Instruction: Reproduce the listing starting at its first line and ending at the line that contains "M 13 1 L 13", omitting the pictures. Shift every coordinate in the recorded masks by adding 125, and leave the requests and their layout samples as they stand.

====== Entries

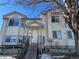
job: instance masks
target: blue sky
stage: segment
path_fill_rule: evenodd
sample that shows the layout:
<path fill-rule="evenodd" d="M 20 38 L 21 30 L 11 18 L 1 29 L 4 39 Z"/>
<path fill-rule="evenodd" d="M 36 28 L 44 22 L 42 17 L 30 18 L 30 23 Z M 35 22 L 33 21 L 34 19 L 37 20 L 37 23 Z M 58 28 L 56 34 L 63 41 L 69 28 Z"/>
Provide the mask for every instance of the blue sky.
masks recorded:
<path fill-rule="evenodd" d="M 7 0 L 0 0 L 0 3 L 6 2 Z M 12 11 L 18 11 L 24 15 L 26 15 L 28 18 L 35 18 L 39 17 L 39 14 L 45 10 L 53 8 L 54 5 L 51 5 L 51 3 L 40 3 L 35 8 L 34 7 L 25 7 L 25 6 L 16 6 L 16 5 L 0 5 L 0 29 L 3 22 L 3 15 L 12 12 Z"/>

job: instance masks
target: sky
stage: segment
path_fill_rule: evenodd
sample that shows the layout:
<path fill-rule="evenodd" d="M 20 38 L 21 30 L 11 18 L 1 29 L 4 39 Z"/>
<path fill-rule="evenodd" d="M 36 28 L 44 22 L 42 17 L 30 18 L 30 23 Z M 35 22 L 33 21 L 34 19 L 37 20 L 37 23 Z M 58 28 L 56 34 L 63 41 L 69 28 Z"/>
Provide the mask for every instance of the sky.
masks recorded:
<path fill-rule="evenodd" d="M 0 0 L 0 3 L 7 2 L 8 0 Z M 13 1 L 13 0 L 12 0 Z M 3 15 L 17 11 L 24 15 L 26 15 L 28 18 L 36 18 L 39 17 L 40 13 L 43 11 L 47 11 L 48 9 L 53 8 L 55 5 L 51 3 L 40 3 L 35 7 L 29 7 L 29 6 L 22 6 L 22 5 L 14 5 L 14 3 L 10 3 L 7 5 L 0 5 L 0 30 L 3 23 Z"/>

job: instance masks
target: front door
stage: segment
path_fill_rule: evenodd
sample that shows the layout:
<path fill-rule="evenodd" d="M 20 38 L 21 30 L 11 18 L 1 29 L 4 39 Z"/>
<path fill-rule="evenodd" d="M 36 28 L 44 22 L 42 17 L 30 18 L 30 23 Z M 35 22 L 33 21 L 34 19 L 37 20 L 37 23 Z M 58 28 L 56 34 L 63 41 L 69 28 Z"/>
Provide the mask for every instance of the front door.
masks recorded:
<path fill-rule="evenodd" d="M 32 43 L 37 43 L 37 41 L 38 41 L 38 31 L 33 30 L 33 32 L 32 32 Z"/>

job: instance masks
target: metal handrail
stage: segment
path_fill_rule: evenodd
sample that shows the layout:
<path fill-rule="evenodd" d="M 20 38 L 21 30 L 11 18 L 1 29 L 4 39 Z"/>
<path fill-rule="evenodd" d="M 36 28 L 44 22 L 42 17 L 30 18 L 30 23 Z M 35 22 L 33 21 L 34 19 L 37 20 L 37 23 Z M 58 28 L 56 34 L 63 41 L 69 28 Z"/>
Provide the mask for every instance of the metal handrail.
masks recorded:
<path fill-rule="evenodd" d="M 22 49 L 20 55 L 17 56 L 17 59 L 24 59 L 24 57 L 25 57 L 25 55 L 26 55 L 26 53 L 27 53 L 28 47 L 29 47 L 29 39 L 30 39 L 30 38 L 28 38 L 28 39 L 25 41 L 25 44 L 23 45 L 23 49 Z"/>

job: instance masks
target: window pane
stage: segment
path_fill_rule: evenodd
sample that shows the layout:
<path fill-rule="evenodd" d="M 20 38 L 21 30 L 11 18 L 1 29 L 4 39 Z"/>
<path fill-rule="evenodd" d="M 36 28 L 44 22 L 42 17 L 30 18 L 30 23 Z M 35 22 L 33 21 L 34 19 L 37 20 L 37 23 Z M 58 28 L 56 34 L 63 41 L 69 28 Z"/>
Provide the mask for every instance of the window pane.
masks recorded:
<path fill-rule="evenodd" d="M 52 16 L 52 22 L 55 22 L 55 16 Z"/>
<path fill-rule="evenodd" d="M 19 20 L 14 20 L 14 26 L 18 26 L 19 25 Z"/>
<path fill-rule="evenodd" d="M 56 33 L 56 31 L 53 31 L 53 38 L 57 38 L 57 33 Z"/>
<path fill-rule="evenodd" d="M 5 42 L 10 42 L 10 40 L 11 40 L 11 37 L 7 36 L 6 39 L 5 39 Z"/>
<path fill-rule="evenodd" d="M 17 39 L 17 37 L 13 36 L 13 37 L 11 37 L 10 42 L 16 42 L 16 39 Z"/>
<path fill-rule="evenodd" d="M 59 22 L 58 16 L 52 16 L 52 22 Z"/>
<path fill-rule="evenodd" d="M 62 39 L 62 35 L 60 31 L 53 31 L 53 38 L 54 39 Z"/>
<path fill-rule="evenodd" d="M 19 20 L 18 19 L 10 19 L 9 26 L 18 26 Z"/>
<path fill-rule="evenodd" d="M 58 37 L 58 39 L 62 39 L 62 35 L 61 35 L 60 31 L 57 31 L 57 37 Z"/>
<path fill-rule="evenodd" d="M 14 19 L 10 19 L 9 26 L 13 26 L 13 23 L 14 23 Z"/>
<path fill-rule="evenodd" d="M 59 17 L 55 16 L 55 22 L 59 22 Z"/>
<path fill-rule="evenodd" d="M 67 31 L 67 36 L 69 39 L 72 39 L 72 32 L 71 31 Z"/>

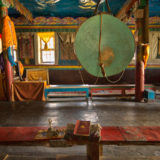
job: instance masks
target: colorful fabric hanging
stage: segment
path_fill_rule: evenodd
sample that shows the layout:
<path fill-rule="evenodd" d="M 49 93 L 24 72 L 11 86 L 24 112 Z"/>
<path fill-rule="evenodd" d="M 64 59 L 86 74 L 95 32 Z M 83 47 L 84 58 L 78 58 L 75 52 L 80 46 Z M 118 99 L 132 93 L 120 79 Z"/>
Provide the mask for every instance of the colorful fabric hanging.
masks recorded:
<path fill-rule="evenodd" d="M 3 50 L 7 50 L 10 46 L 14 46 L 17 49 L 17 38 L 14 23 L 11 21 L 9 16 L 3 19 L 2 28 L 2 41 Z"/>
<path fill-rule="evenodd" d="M 13 56 L 12 56 L 12 47 L 8 48 L 8 59 L 11 63 L 11 66 L 16 66 L 17 64 L 14 62 Z"/>
<path fill-rule="evenodd" d="M 2 53 L 2 35 L 0 34 L 0 54 Z"/>
<path fill-rule="evenodd" d="M 143 54 L 143 62 L 144 62 L 145 68 L 147 66 L 148 58 L 149 58 L 149 44 L 145 44 L 144 45 L 144 54 Z"/>

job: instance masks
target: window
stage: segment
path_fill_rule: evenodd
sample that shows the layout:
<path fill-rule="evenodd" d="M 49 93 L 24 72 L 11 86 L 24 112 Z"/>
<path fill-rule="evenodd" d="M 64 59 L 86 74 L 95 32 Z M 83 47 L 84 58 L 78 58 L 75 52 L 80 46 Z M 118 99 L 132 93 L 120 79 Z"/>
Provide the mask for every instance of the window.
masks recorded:
<path fill-rule="evenodd" d="M 55 40 L 53 37 L 46 43 L 41 41 L 41 63 L 55 64 Z"/>
<path fill-rule="evenodd" d="M 38 61 L 37 64 L 56 64 L 56 38 L 54 32 L 42 32 L 37 34 Z"/>

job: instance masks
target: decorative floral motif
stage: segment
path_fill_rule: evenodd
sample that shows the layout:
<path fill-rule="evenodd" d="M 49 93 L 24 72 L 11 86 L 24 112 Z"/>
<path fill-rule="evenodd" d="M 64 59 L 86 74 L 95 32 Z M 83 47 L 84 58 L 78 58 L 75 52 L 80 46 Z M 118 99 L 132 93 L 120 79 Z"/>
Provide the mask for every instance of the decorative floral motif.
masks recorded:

============

Completed exercise:
job: instance masks
target: blue sky
stage: segment
path_fill_rule: evenodd
sample that shows the layout:
<path fill-rule="evenodd" d="M 20 38 L 21 30 L 11 18 L 1 29 L 4 39 Z"/>
<path fill-rule="evenodd" d="M 36 28 L 44 22 L 42 17 L 30 18 L 30 23 Z M 35 22 L 33 21 L 34 19 L 37 20 L 37 23 Z M 58 28 L 56 34 L 63 41 L 69 28 Z"/>
Provide the mask for every instance of the blue sky.
masks recorded:
<path fill-rule="evenodd" d="M 132 125 L 125 125 L 125 128 L 131 127 Z M 137 136 L 143 136 L 149 140 L 151 140 L 153 143 L 160 143 L 164 142 L 164 139 L 170 135 L 178 133 L 179 130 L 176 130 L 176 128 L 165 128 L 160 133 L 159 132 L 150 132 L 150 131 L 141 131 L 141 130 L 125 130 L 125 154 L 128 147 L 128 140 L 137 137 Z"/>

job: instance masks
target: sky
stage: segment
path_fill_rule: evenodd
sample that shows the layout:
<path fill-rule="evenodd" d="M 20 38 L 21 30 L 11 18 L 1 29 L 4 39 Z"/>
<path fill-rule="evenodd" d="M 36 28 L 44 22 L 42 17 L 30 18 L 30 23 Z M 35 22 L 33 21 L 34 19 L 37 20 L 37 23 Z M 58 28 L 56 34 L 63 41 L 69 28 Z"/>
Provide the mask for every instance of the sky.
masks recorded:
<path fill-rule="evenodd" d="M 125 125 L 125 128 L 132 127 L 133 125 Z M 138 126 L 138 125 L 137 125 Z M 128 140 L 142 136 L 149 140 L 151 140 L 153 143 L 161 143 L 164 142 L 165 138 L 168 136 L 172 136 L 173 134 L 178 133 L 180 130 L 176 128 L 165 128 L 160 132 L 154 132 L 154 131 L 147 131 L 147 130 L 139 130 L 139 128 L 135 128 L 132 130 L 125 130 L 125 155 L 128 148 Z"/>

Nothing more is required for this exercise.